_Document text:_
====

Platydoris carolynae

Scientific classification
- Domain: Eukaryota
- Kingdom: Animalia
- Phylum: Mollusca
- Class: Gastropoda
- Order: Nudibranchia
- Family: Discodorididae
- Genus: Platydoris
- Species: P. carolynae
- Binomial name: Platydoris carolynae Mulliner & Sphon, 1974

= Platydoris carolynae =

- Genus: Platydoris
- Species: carolynae
- Authority: Mulliner & Sphon, 1974

Species of gastropod

Platydoris carolynae is a species of sea slug, a dorid nudibranch, shell-less marine opisthobranch gastropod mollusks in the family Discodorididae.

==Distribution==
The holotype for this species was collected intertidally at the docking area for the Charles Darwin Research Station, , Galapagos Islands in 1964. Seven paratype specimens were collected from the intertidal zone down to 10 m depth in 1971 and 1972 from Santa Cruz Island, Jervis Island and Isabella Island. The 1971 specimens were collected by the Ameripagos expedition which carried out the first investigations into the nudibranchs of the Galapagos Islands.

==Description==
Platydoris carolynae is a large, flattened dorid nudibranch with a distinctive pattern of irregular, merging black or brown markings on a cream background. Adults grow to at least 45 mm in length and 32 mm wide. The underside of the mantle is also cream with black or brown spotting, each spot made up of multiple fine cross-hatched lines. The rhinophores are tan-coloured with dark brown spots. The gills are translucent with dark brown or black specks.

====

Extracted records
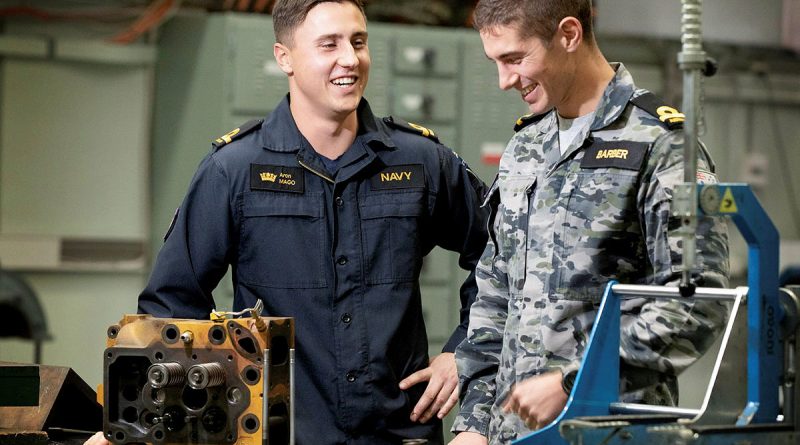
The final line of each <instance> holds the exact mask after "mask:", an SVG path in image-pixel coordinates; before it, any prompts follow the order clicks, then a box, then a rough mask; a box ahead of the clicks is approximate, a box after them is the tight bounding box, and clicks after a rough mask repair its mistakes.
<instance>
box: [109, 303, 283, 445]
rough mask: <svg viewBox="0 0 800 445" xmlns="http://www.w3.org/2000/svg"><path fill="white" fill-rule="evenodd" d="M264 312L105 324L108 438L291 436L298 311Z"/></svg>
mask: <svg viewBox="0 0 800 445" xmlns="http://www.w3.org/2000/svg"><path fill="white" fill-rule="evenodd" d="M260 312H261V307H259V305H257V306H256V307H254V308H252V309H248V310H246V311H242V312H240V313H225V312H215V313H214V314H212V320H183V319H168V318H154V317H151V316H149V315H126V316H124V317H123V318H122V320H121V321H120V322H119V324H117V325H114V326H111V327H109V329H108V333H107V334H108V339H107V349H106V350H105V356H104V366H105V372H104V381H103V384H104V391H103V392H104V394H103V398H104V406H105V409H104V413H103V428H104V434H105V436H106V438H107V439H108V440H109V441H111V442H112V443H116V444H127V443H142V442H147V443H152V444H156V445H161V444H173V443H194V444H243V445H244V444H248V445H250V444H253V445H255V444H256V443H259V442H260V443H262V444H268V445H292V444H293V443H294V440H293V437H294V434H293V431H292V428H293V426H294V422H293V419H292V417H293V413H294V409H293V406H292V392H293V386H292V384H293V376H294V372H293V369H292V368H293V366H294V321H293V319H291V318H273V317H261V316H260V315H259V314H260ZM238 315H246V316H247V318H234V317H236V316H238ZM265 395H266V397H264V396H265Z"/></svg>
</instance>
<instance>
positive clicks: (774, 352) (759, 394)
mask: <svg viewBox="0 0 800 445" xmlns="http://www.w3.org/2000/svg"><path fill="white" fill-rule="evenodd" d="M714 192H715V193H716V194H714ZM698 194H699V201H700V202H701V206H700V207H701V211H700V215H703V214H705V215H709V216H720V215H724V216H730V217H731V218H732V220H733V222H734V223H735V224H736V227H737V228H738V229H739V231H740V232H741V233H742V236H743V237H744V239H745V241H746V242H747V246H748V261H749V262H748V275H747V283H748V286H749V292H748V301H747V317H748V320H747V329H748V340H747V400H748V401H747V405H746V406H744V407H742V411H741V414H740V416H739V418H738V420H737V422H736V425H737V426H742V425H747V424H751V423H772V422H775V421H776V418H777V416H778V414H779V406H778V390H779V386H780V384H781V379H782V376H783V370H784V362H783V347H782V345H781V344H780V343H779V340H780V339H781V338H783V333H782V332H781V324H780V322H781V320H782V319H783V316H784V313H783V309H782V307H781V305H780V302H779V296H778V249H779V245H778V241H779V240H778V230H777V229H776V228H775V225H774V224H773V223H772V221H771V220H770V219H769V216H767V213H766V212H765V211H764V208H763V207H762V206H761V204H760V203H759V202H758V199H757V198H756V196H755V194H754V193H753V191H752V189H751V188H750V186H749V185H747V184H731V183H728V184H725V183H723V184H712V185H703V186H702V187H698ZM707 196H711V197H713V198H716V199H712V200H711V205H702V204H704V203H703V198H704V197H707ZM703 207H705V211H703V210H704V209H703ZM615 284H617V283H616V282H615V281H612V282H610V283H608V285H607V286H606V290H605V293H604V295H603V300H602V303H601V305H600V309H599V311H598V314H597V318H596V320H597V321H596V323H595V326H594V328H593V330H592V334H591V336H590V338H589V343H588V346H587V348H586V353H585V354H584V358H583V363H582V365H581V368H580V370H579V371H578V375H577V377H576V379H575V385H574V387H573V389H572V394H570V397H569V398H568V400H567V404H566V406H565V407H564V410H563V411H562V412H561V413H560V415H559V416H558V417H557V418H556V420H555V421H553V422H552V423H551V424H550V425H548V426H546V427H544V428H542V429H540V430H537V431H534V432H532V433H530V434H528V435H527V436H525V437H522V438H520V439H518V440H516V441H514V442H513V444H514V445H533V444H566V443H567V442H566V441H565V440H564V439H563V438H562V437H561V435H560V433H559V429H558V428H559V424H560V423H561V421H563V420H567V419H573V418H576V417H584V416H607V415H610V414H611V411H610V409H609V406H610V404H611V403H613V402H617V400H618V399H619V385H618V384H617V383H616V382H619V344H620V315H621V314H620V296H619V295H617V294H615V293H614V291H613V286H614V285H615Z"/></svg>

====

_Work instruction:_
Repeat the Platydoris carolynae article word for word, from its first line to its last. Work from the Platydoris carolynae article alone.

_Solution to the problem:_
Platydoris carolynae

Scientific classification
- Domain: Eukaryota
- Kingdom: Animalia
- Phylum: Mollusca
- Class: Gastropoda
- Order: Nudibranchia
- Family: Discodorididae
- Genus: Platydoris
- Species: P. carolynae
- Binomial name: Platydoris carolynae Mulliner & Sphon, 1974

= Platydoris carolynae =

- Genus: Platydoris
- Species: carolynae
- Authority: Mulliner & Sphon, 1974

Species of gastropod

Platydoris carolynae is a species of sea slug, a dorid nudibranch, shell-less marine opisthobranch gastropod mollusks in the family Discodorididae.

==Distribution==
The holotype for this species was collected intertidally at the docking area for the Charles Darwin Research Station, , Galapagos Islands in 1964. Seven paratype specimens were collected from the intertidal zone down to 10 m depth in 1971 and 1972 from Santa Cruz Island, Jervis Island and Isabella Island. The 1971 specimens were collected by the Ameripagos expedition which carried out the first investigations into the nudibranchs of the Galapagos Islands.

==Description==
Platydoris carolynae is a large, flattened dorid nudibranch with a distinctive pattern of irregular, merging black or brown markings on a cream background. Adults grow to at least 45 mm in length and 32 mm wide. The underside of the mantle is also cream with black or brown spotting, each spot made up of multiple fine cross-hatched lines. The rhinophores are tan-coloured with dark brown spots. The gills are translucent with dark brown or black specks.